DO THIS: In the forum thread below, which value of x does the poster get from the right side?
** begin TEXT EXTRACT **
Equition with absolute values

[lwebzem]

Hi,

I need to solve equiation |2x-1|=4x-7 by using real number line.

2x-1 is the distance between 1 and 2x. So I have on the real line number 2x.....1......2x
and 2x-1=4x-7 => x=3 (right side)
and 1-2x=4x-7 => x=8/6 (left side)

But 8/6 is not the correct solution. Why left side is giving not correct solution ? I expect it would give no solutions.
What I am doing wrong?

Thanks.

 

[stapel]

I don't know what is meant by "solving with a number line", so I'll just explain the algebra.
** end TEXT EXTRACT **
** begin RECORDED INFORMATION **
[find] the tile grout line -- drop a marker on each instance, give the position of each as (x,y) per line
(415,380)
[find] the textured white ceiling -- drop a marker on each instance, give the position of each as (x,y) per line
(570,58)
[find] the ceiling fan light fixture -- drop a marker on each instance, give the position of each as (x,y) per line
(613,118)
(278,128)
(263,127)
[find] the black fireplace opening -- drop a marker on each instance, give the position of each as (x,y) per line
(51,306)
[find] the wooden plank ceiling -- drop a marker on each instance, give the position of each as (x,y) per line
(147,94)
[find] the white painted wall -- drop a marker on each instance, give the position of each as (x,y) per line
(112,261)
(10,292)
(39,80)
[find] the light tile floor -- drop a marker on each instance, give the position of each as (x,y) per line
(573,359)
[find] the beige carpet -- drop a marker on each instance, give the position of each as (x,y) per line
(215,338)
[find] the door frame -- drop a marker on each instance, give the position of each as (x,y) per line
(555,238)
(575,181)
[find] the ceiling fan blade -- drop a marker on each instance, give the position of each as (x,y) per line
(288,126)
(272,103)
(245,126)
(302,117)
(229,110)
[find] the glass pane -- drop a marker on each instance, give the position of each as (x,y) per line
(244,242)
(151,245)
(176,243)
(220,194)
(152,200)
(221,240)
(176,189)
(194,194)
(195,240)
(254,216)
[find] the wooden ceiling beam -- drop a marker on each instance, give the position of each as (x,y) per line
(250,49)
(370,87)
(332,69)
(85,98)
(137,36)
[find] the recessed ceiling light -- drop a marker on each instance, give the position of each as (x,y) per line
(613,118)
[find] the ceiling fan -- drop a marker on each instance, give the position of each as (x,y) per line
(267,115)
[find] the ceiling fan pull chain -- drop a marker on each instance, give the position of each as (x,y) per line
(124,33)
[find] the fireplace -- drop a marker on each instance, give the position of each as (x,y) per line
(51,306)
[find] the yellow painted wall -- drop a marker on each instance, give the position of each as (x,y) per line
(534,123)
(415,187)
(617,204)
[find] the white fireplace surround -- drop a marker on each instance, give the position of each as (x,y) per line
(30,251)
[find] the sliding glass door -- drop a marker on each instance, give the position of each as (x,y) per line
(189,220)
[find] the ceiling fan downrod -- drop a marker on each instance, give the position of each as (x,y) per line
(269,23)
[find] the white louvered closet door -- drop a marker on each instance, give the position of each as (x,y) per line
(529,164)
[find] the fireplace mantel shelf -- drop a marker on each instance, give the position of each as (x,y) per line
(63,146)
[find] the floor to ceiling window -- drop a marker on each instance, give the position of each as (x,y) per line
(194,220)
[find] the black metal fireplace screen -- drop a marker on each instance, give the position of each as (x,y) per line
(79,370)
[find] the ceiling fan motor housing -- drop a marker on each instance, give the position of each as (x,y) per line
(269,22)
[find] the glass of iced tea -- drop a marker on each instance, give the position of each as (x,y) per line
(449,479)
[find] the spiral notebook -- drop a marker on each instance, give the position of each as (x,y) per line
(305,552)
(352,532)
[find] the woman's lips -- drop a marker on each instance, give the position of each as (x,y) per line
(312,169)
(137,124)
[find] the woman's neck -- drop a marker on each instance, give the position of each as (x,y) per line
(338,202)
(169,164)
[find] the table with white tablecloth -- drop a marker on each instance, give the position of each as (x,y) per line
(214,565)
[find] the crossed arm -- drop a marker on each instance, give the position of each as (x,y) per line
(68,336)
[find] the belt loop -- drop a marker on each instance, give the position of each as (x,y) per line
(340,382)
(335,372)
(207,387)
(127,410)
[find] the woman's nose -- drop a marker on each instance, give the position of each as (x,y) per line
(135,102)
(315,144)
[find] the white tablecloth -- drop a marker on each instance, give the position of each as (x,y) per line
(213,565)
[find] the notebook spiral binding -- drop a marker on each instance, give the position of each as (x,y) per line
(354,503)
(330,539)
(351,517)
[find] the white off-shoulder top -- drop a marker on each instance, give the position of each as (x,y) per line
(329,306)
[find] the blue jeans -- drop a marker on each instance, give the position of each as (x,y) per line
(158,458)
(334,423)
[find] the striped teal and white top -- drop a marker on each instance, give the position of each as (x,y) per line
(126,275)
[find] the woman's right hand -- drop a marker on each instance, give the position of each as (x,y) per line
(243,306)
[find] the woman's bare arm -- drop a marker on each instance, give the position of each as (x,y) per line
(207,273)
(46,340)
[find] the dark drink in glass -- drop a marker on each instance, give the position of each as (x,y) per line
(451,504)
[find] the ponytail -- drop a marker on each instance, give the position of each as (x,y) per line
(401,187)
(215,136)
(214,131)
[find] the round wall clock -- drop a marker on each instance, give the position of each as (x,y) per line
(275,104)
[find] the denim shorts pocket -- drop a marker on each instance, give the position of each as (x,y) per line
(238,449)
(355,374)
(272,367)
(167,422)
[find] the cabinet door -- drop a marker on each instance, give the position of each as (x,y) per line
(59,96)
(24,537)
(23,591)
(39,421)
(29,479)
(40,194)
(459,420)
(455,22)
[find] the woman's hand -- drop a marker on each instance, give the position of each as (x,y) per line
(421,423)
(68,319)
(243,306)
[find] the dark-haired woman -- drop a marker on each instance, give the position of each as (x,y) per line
** end RECORDED INFORMATION **
RESPONSE FOR THIS EXERCISE: x = 3